▶ _EXERCISE OBJECTIVE_:
Look below for the line with "Phrase -- dune crest", then repeat it and all lines after it, exactly, minus any pictures.

▶ _PROVIDED DATA_:
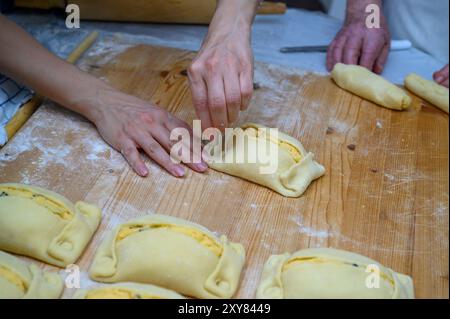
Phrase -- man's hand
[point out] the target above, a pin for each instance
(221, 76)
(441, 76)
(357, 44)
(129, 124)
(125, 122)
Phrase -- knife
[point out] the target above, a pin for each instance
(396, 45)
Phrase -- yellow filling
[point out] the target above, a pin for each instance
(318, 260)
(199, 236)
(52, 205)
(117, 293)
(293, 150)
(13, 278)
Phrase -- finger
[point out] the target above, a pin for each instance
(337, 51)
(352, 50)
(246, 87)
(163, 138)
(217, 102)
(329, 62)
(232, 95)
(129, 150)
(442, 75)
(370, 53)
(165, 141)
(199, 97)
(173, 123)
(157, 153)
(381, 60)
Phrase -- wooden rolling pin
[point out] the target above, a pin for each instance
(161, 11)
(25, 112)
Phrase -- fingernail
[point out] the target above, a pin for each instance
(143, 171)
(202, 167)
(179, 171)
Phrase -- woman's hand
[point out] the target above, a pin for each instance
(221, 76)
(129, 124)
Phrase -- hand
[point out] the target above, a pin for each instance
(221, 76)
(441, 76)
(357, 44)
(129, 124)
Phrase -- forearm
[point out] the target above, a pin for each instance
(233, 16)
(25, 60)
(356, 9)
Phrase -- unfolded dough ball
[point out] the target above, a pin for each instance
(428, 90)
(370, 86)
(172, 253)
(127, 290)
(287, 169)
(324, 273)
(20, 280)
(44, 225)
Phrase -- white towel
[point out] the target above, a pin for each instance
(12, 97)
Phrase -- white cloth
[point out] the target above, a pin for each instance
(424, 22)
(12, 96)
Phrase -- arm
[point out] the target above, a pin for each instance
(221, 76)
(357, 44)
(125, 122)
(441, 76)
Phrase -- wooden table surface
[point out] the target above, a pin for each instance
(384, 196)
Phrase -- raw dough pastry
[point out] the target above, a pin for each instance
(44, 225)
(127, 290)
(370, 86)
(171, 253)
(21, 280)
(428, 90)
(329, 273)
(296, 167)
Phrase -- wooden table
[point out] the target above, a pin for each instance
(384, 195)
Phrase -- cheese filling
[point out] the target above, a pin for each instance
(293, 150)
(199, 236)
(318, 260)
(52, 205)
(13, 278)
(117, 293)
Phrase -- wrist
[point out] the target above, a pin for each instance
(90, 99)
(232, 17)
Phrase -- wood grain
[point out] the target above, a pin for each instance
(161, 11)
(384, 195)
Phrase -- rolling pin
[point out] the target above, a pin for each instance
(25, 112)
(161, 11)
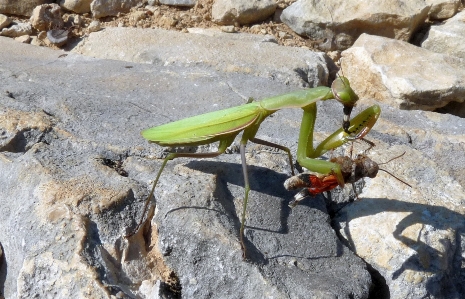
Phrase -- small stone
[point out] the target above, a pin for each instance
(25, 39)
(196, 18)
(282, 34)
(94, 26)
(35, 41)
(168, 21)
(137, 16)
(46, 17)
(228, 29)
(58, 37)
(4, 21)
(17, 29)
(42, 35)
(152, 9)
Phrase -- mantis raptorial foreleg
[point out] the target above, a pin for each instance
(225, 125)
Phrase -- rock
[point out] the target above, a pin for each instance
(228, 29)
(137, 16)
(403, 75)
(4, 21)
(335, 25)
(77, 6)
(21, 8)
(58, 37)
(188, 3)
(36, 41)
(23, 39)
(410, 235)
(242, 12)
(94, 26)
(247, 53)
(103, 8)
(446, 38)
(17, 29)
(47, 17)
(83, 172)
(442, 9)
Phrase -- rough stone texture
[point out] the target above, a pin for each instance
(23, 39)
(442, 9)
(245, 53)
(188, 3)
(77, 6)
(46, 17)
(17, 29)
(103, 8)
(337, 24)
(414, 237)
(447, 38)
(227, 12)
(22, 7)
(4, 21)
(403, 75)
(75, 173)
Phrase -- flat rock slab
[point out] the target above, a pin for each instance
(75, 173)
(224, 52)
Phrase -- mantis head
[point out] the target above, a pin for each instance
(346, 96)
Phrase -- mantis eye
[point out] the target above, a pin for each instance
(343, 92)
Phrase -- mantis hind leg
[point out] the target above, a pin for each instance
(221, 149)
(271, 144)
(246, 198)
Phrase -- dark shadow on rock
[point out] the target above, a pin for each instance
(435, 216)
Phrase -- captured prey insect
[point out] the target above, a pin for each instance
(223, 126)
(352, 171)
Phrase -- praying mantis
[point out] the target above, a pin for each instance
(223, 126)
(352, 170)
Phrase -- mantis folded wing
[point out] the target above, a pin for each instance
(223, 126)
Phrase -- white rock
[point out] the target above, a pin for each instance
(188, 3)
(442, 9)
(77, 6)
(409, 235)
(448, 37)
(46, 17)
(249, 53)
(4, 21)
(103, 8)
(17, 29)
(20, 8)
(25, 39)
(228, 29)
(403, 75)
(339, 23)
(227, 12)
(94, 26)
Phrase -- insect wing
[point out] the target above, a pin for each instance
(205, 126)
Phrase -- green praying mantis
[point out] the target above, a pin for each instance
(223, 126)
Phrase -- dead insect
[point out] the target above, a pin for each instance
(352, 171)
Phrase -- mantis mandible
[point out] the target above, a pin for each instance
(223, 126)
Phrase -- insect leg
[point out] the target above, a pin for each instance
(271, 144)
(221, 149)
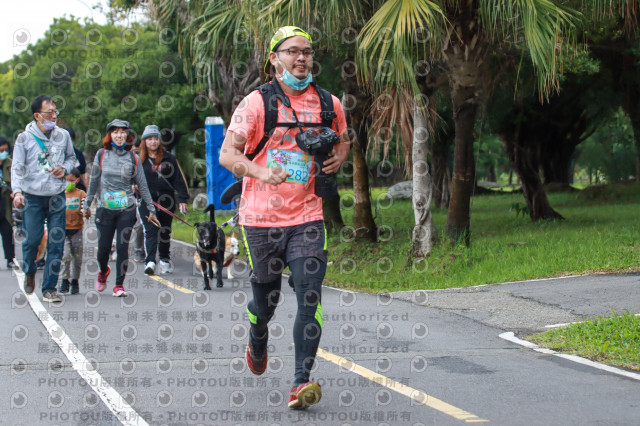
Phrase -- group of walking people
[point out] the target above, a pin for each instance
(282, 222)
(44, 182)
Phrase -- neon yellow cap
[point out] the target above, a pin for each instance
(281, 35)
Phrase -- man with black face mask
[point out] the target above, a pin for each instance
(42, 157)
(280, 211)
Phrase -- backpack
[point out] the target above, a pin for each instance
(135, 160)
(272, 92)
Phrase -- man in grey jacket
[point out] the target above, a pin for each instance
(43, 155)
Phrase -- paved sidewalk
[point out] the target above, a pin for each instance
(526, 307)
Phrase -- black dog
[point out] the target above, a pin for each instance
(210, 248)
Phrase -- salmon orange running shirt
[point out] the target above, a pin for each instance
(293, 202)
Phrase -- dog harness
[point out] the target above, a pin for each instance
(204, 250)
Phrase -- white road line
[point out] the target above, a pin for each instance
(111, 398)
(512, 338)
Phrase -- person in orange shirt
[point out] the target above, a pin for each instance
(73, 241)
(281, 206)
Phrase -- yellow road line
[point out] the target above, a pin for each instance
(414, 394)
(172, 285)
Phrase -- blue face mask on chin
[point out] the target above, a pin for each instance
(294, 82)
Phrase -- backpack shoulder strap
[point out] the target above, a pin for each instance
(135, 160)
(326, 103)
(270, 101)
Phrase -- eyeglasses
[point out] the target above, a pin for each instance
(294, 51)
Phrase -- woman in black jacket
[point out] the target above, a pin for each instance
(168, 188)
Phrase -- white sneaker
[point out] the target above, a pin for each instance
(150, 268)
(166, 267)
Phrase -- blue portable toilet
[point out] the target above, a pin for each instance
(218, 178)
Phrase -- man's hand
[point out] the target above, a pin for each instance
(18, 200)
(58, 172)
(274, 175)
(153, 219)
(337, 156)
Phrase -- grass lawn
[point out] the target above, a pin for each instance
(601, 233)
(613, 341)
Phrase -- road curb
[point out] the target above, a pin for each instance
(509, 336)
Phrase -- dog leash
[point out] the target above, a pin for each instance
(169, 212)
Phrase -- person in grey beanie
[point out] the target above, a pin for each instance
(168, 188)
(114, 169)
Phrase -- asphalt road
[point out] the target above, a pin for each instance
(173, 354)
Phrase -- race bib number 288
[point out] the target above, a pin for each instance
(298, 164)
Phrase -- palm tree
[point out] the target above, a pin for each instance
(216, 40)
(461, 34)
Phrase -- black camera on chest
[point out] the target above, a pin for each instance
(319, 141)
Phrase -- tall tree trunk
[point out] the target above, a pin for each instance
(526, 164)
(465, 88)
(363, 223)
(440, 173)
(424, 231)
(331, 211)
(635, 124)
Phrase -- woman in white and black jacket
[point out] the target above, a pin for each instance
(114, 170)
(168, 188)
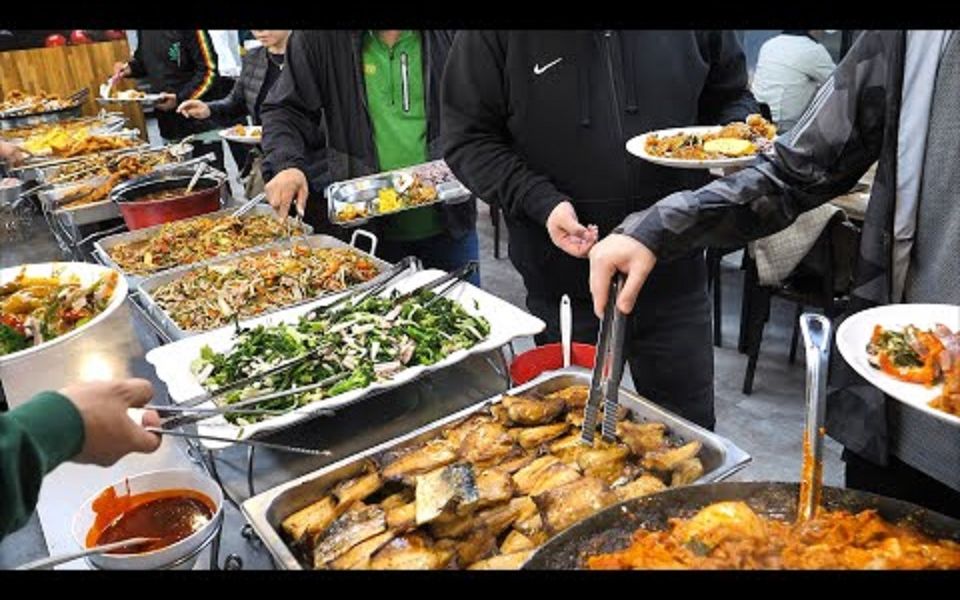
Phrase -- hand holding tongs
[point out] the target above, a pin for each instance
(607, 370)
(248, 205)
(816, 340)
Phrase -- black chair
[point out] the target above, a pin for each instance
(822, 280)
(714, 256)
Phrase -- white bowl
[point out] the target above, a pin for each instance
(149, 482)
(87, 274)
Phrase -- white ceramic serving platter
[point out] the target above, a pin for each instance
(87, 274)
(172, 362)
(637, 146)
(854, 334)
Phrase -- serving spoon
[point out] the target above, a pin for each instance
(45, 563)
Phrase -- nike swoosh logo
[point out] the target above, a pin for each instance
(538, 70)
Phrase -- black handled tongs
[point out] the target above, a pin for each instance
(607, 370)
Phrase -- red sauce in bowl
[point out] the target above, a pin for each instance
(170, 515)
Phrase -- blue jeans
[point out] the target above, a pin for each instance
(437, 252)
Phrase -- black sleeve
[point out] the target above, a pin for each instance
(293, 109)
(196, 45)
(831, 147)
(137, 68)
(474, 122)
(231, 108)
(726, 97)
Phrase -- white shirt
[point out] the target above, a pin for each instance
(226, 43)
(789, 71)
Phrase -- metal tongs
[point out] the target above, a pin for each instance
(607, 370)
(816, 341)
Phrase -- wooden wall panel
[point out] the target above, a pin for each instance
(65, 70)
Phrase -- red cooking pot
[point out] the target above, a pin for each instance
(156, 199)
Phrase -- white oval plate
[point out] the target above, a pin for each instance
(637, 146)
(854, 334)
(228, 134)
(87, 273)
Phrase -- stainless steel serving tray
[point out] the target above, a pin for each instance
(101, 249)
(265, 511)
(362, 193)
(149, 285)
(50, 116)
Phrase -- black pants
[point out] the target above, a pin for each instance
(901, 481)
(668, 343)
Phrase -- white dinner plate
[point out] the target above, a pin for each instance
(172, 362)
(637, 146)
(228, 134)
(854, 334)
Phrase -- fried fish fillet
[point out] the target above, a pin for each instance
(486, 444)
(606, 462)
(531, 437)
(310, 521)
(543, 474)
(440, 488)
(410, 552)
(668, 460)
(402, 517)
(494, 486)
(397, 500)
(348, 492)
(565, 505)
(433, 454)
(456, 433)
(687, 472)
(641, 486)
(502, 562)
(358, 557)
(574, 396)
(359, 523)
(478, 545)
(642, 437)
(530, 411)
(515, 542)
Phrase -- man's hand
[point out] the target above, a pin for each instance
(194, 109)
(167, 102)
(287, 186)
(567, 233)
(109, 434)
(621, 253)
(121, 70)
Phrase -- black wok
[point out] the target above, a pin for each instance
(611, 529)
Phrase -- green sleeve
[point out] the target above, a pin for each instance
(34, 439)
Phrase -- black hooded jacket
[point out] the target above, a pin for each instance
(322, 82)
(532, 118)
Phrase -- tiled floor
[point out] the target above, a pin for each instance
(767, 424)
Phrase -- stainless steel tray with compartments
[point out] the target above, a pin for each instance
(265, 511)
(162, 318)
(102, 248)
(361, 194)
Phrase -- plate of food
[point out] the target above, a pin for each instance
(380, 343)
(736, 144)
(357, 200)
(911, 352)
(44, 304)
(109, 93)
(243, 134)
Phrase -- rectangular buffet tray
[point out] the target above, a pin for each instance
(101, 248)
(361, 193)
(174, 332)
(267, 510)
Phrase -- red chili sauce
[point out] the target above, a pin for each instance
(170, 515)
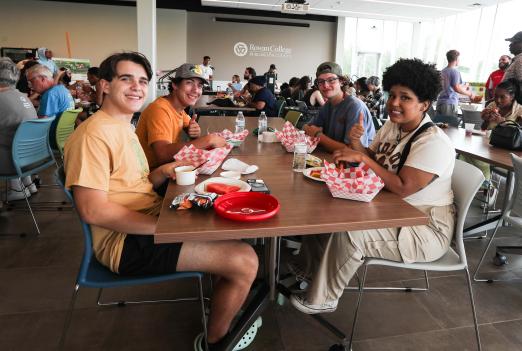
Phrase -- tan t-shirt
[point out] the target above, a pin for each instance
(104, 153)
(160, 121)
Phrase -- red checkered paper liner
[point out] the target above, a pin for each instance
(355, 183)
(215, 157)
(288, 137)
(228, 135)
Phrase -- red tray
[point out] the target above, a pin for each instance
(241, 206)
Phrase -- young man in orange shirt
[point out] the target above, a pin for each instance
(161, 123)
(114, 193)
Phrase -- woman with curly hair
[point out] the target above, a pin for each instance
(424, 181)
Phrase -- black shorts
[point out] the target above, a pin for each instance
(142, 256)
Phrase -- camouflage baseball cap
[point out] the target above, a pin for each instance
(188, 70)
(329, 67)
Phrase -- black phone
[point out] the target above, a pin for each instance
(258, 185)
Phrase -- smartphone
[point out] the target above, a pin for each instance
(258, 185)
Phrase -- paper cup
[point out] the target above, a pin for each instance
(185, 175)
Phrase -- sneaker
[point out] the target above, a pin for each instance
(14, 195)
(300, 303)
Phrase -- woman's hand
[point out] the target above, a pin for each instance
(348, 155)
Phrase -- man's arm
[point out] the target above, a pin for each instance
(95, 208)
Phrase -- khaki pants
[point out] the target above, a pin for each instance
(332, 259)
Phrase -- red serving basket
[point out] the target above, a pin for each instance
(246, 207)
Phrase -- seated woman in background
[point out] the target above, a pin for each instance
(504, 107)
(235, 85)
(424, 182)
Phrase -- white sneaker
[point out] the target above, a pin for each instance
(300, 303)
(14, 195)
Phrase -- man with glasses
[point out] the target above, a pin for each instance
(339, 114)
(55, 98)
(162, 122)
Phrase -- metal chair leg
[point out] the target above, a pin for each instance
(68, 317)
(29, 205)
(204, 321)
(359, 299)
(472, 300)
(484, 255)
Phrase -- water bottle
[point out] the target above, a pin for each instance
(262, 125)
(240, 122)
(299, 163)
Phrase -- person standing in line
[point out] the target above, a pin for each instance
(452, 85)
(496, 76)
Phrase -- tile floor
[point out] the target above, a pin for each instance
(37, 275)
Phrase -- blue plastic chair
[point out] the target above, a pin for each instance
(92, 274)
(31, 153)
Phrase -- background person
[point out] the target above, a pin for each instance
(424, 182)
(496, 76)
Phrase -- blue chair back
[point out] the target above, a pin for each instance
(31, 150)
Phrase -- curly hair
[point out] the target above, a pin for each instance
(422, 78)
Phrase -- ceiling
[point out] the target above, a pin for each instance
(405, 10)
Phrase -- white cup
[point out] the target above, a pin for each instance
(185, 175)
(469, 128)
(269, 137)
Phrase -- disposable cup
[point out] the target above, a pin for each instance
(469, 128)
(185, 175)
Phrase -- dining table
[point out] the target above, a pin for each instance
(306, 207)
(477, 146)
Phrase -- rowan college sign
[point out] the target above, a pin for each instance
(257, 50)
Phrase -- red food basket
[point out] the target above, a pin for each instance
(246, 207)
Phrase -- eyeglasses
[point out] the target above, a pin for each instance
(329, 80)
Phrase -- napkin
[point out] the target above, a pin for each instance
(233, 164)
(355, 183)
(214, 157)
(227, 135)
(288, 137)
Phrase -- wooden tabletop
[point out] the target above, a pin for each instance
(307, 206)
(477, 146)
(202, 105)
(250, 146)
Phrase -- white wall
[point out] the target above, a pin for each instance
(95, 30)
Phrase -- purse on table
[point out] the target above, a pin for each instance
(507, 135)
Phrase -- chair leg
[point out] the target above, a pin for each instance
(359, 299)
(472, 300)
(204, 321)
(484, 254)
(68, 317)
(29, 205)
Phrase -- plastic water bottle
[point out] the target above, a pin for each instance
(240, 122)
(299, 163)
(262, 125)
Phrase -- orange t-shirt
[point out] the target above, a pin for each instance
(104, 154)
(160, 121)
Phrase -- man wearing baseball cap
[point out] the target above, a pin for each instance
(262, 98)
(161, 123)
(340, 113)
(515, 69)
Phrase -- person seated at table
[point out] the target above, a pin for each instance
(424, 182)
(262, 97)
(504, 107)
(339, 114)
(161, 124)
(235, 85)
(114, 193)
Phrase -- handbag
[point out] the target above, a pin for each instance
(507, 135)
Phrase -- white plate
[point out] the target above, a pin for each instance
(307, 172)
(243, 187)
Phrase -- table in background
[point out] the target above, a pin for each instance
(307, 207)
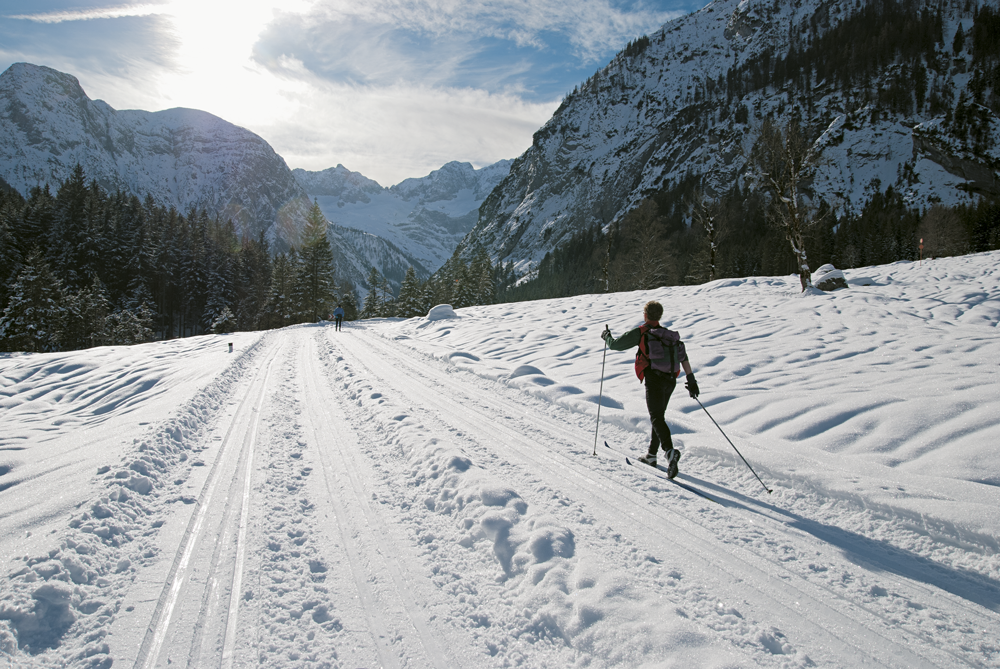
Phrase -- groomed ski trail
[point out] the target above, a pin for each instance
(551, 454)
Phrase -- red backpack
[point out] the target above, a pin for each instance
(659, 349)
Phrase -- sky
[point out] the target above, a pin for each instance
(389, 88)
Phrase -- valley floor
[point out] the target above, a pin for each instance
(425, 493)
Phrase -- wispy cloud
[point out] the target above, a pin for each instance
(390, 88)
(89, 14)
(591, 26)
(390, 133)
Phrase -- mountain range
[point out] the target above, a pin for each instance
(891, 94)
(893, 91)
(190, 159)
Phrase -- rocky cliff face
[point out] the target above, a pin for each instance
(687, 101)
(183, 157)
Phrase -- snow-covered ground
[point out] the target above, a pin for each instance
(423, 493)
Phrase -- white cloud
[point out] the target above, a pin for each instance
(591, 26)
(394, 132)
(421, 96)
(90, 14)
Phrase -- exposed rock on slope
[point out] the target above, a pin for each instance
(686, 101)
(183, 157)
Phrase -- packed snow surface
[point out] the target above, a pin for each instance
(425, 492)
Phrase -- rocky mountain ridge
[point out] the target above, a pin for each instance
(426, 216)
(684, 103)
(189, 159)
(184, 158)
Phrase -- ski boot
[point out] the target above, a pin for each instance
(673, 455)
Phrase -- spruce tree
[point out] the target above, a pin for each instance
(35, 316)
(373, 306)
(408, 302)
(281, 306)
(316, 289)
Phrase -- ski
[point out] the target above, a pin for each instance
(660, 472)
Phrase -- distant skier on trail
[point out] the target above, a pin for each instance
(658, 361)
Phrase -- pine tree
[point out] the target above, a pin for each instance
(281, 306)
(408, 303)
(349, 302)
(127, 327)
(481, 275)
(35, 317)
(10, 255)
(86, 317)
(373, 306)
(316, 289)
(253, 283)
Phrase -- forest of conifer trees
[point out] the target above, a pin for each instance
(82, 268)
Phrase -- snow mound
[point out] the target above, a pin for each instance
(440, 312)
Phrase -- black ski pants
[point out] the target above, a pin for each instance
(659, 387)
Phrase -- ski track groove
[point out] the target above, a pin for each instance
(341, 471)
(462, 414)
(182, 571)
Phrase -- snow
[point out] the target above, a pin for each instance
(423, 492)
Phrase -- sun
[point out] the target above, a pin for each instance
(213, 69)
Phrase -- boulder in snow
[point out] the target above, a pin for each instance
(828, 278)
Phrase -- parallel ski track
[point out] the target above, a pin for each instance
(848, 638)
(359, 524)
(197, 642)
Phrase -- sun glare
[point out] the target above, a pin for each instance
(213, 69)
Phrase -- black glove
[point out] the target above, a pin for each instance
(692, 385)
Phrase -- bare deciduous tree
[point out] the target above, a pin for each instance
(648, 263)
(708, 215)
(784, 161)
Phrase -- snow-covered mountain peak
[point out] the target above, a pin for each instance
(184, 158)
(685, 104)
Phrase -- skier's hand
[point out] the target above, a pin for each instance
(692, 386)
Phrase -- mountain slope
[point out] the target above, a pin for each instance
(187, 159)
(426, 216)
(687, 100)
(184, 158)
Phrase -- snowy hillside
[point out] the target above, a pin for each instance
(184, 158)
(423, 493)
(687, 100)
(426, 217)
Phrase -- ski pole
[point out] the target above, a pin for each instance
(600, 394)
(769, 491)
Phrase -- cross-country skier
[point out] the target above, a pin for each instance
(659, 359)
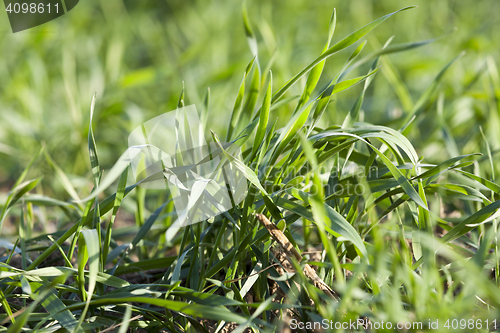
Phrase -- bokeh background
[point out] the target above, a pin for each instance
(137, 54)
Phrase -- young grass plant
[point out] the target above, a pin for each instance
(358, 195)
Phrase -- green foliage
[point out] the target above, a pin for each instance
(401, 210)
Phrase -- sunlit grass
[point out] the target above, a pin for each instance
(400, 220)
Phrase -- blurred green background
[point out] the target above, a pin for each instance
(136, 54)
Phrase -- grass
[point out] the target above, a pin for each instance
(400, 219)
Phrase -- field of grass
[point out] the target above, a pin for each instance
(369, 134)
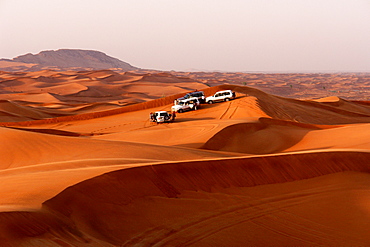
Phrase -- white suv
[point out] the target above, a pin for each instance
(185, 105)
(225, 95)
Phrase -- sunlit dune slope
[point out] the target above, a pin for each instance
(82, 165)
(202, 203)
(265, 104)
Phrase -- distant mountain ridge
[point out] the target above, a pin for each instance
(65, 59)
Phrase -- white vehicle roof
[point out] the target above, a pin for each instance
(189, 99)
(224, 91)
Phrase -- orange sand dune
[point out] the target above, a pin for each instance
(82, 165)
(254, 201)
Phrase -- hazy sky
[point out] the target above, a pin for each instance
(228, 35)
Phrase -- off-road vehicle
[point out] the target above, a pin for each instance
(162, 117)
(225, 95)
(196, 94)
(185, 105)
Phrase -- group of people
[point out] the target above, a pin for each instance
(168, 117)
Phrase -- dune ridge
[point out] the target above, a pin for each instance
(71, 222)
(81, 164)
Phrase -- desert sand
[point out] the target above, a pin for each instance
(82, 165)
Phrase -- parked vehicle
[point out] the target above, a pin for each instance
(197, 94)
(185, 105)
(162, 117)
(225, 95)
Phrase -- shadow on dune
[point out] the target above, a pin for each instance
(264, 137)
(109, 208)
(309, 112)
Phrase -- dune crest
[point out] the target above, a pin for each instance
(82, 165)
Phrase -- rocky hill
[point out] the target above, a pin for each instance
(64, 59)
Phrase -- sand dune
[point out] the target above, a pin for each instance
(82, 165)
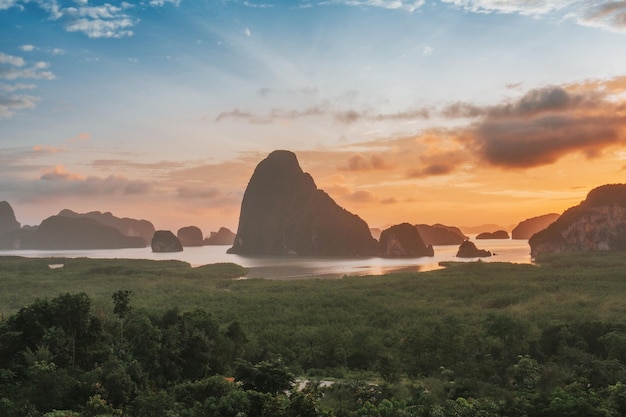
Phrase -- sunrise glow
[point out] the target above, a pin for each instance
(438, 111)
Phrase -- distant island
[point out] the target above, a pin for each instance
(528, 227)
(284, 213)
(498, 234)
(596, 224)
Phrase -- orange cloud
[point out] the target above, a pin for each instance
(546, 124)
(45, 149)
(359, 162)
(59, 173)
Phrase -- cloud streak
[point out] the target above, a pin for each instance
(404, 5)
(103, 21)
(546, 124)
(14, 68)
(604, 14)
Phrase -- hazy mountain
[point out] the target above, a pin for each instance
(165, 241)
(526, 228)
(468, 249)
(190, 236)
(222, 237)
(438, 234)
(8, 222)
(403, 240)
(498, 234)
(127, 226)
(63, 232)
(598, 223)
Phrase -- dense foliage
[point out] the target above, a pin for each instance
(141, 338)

▶ _FULL OUTPUT_:
Phrase -- dune crest
[point out] the target above, a pin for each instance
(82, 165)
Phrase -- rocky hill
[point out] the target above, a pin for each instance
(64, 59)
Phrase -- sand dune
[point out] the target above, a pin for each instance
(82, 165)
Phrase -- sunrise glow
[point out] the target above, a pin for each instance
(438, 111)
Phrase -- distant island
[point out] the target above, a pin for each instance
(528, 227)
(284, 213)
(498, 234)
(596, 224)
Phrase -- orange cloud
[point out] the target above, a pin for each instance
(546, 124)
(45, 149)
(359, 162)
(59, 173)
Phrase -- cloud streak
[point out] the target above, a pin for each instance
(404, 5)
(103, 21)
(546, 124)
(14, 68)
(604, 14)
Phrase -- hazy mountain
[point out] the target above, a pin for each instance
(165, 241)
(526, 228)
(468, 249)
(190, 236)
(222, 237)
(438, 234)
(8, 222)
(403, 240)
(498, 234)
(127, 226)
(63, 232)
(598, 223)
Phrase -- dense foliage
[point out] the target above, a pin for each instance
(141, 338)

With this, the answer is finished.